— Source records —
-=-=-=-=-

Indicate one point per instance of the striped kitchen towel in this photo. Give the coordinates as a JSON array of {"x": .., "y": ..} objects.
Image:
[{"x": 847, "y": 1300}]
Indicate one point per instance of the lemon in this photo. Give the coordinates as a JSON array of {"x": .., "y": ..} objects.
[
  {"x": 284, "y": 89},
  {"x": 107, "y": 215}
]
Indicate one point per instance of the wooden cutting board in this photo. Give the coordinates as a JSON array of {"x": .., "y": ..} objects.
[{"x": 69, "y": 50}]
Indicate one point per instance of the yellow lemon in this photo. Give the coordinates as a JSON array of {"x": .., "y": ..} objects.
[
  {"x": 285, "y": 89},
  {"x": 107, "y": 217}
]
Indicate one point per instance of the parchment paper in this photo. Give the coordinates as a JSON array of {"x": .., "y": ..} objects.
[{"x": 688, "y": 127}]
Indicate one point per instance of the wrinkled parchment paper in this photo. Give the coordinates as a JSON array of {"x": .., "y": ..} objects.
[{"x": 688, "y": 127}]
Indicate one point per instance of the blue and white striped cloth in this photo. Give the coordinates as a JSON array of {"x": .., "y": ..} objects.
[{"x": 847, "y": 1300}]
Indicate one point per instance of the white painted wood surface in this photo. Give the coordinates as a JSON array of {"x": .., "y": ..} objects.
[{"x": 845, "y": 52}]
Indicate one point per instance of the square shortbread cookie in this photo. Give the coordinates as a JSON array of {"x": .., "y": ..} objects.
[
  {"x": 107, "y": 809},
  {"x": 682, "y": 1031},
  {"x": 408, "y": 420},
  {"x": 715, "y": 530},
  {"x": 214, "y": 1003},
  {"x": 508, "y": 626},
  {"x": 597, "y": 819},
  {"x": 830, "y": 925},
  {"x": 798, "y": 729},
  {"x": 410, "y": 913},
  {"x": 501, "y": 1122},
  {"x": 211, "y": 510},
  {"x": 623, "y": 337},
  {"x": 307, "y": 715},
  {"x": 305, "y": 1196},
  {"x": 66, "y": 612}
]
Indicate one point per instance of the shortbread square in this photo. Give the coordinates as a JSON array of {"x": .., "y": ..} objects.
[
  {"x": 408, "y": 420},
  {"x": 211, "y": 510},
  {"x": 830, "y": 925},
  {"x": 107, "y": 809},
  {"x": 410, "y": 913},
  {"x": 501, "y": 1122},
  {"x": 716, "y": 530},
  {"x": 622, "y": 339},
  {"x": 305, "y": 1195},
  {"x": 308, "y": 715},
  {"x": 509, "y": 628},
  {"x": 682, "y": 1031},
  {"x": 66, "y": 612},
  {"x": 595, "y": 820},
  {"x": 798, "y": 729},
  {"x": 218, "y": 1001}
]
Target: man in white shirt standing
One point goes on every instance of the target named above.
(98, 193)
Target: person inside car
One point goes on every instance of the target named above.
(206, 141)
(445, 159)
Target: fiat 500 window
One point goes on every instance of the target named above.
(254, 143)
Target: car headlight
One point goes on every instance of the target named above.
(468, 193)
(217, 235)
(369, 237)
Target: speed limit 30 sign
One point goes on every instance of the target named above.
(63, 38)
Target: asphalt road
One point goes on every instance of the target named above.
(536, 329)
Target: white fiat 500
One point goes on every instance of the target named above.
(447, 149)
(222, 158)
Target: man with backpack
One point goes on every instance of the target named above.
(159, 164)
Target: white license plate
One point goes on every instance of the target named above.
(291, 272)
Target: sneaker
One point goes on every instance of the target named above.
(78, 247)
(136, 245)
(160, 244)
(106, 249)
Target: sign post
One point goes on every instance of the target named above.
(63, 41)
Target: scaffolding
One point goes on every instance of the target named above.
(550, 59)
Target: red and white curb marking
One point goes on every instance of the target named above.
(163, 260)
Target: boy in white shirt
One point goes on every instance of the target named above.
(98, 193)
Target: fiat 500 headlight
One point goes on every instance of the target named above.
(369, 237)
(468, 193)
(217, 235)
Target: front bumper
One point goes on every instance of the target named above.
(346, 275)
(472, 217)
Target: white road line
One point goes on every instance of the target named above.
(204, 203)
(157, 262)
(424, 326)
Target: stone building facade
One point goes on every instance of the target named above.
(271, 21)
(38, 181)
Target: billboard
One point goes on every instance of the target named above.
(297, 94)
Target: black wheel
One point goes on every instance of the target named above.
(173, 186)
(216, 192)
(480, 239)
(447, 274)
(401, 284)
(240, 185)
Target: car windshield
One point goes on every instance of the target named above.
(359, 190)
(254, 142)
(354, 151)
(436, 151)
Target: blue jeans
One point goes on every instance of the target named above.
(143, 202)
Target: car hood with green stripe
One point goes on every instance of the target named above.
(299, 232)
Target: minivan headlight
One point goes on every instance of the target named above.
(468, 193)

-=-=-=-=-

— Task to complete —
Copy down the whole of the data above, matching it exactly.

— Answer to this task —
Indicate one point per instance of the striped kitchen towel in this photo. Give the coordinates as a JSON array of {"x": .., "y": ..} objects.
Image:
[{"x": 847, "y": 1300}]
Indicate one point per instance of the lemon in this photo. Give the coordinates as a JSON array of {"x": .., "y": ..} objects.
[
  {"x": 284, "y": 89},
  {"x": 107, "y": 215}
]
Indicate one point per instance of the wooden cutting board in this photo. Give the coordinates as a JSON array of {"x": .., "y": ..} objects.
[{"x": 69, "y": 50}]
Indicate one point per instance of the yellow lemon in this photo. Give the coordinates as a JSON array of {"x": .., "y": ..} objects.
[
  {"x": 285, "y": 89},
  {"x": 107, "y": 217}
]
Indicate one point per instance of the parchment paper in this photo. Give the coordinates as a JSON array of {"x": .., "y": ..} objects.
[{"x": 688, "y": 127}]
Indicate one point per instance of the wrinkled parchment paper in this photo. Give the coordinates as a JSON array of {"x": .., "y": ..} objects.
[{"x": 688, "y": 127}]
Indicate one point per instance of the blue and white striped cloth in this photo. Give the coordinates as a JSON array of {"x": .., "y": ..} objects.
[{"x": 847, "y": 1300}]
Indicate one point per instance of the white painted wood surface in this photo. Give the coordinates as a JSON array of {"x": .., "y": ..} objects.
[{"x": 845, "y": 52}]
Indicate one point per instance of the square shortbread cookie in this photo. Give the coordinates as a JSON array of {"x": .., "y": ..} objects.
[
  {"x": 107, "y": 809},
  {"x": 682, "y": 1031},
  {"x": 408, "y": 420},
  {"x": 715, "y": 530},
  {"x": 214, "y": 1003},
  {"x": 508, "y": 626},
  {"x": 597, "y": 819},
  {"x": 830, "y": 925},
  {"x": 798, "y": 729},
  {"x": 410, "y": 913},
  {"x": 501, "y": 1122},
  {"x": 211, "y": 510},
  {"x": 623, "y": 337},
  {"x": 307, "y": 715},
  {"x": 305, "y": 1196},
  {"x": 66, "y": 612}
]
Indicate one point per instance of the shortbread square in this photo. Give the coordinates as a JSON array of {"x": .., "y": ..} objects.
[
  {"x": 408, "y": 420},
  {"x": 211, "y": 510},
  {"x": 830, "y": 925},
  {"x": 107, "y": 809},
  {"x": 410, "y": 913},
  {"x": 501, "y": 1122},
  {"x": 716, "y": 530},
  {"x": 622, "y": 339},
  {"x": 305, "y": 1195},
  {"x": 308, "y": 715},
  {"x": 509, "y": 628},
  {"x": 682, "y": 1031},
  {"x": 66, "y": 612},
  {"x": 595, "y": 820},
  {"x": 798, "y": 729},
  {"x": 218, "y": 1001}
]
Target: man in white shirt standing
One point goes on every instance of the target named above.
(98, 193)
Target: person inside car
One point goes on every instance of the target named above.
(206, 141)
(445, 159)
Target: fiat 500 window
One point goes on every instance of the target named above.
(254, 143)
Target: car headlight
One point goes on every instance of the target named above.
(468, 193)
(217, 235)
(369, 237)
Target: speed limit 30 sign
One point goes on every instance of the target named above.
(63, 38)
Target: asphalt road
One point goes on every instance of the target named above.
(536, 329)
Target: white fiat 500
One point goes on every instance of the target named above.
(447, 149)
(222, 158)
Target: man with backpack
One point goes on every instance of the target named above.
(159, 164)
Target: white license plate
One point goes on every instance of the target named above.
(291, 272)
Target: sneaker
One point goes on every instance of the target named above.
(78, 247)
(136, 245)
(160, 244)
(106, 249)
Target: sign post
One point goes on every instance of the target named above.
(63, 41)
Target: scaffolding
One point goes on every instance of the target named above.
(550, 59)
Target: red and white curb marking
One point goes on every instance of the target named above.
(163, 260)
Target: boy in white shirt
One point goes on every instance of the target named above.
(98, 193)
Target: fiat 500 headlight
One point goes on every instance of the target named above.
(369, 237)
(468, 193)
(217, 235)
Target: front bumper
One point goes on every instance of the target named above.
(346, 275)
(472, 217)
Target: white road line
One point goes on every instance of the target named above.
(204, 203)
(157, 262)
(424, 326)
Target: stone building facade
One point goes on every instance of the target named above.
(271, 21)
(38, 181)
Target: billboard
One point goes on every instance of the target named above.
(297, 94)
Target: black wheel
One point goes on every instance of the target named above.
(173, 186)
(216, 192)
(480, 239)
(447, 274)
(401, 284)
(240, 185)
Target: car windshield
One point goes on every instance of the target named above.
(359, 190)
(254, 142)
(354, 151)
(436, 151)
Target: blue jeans
One point goes on every instance of the target named above.
(143, 202)
Target: car hood with green stripe
One point goes on every instance of the target named above.
(299, 232)
Target: minivan headlight
One point goes on every instance of the target named above.
(468, 193)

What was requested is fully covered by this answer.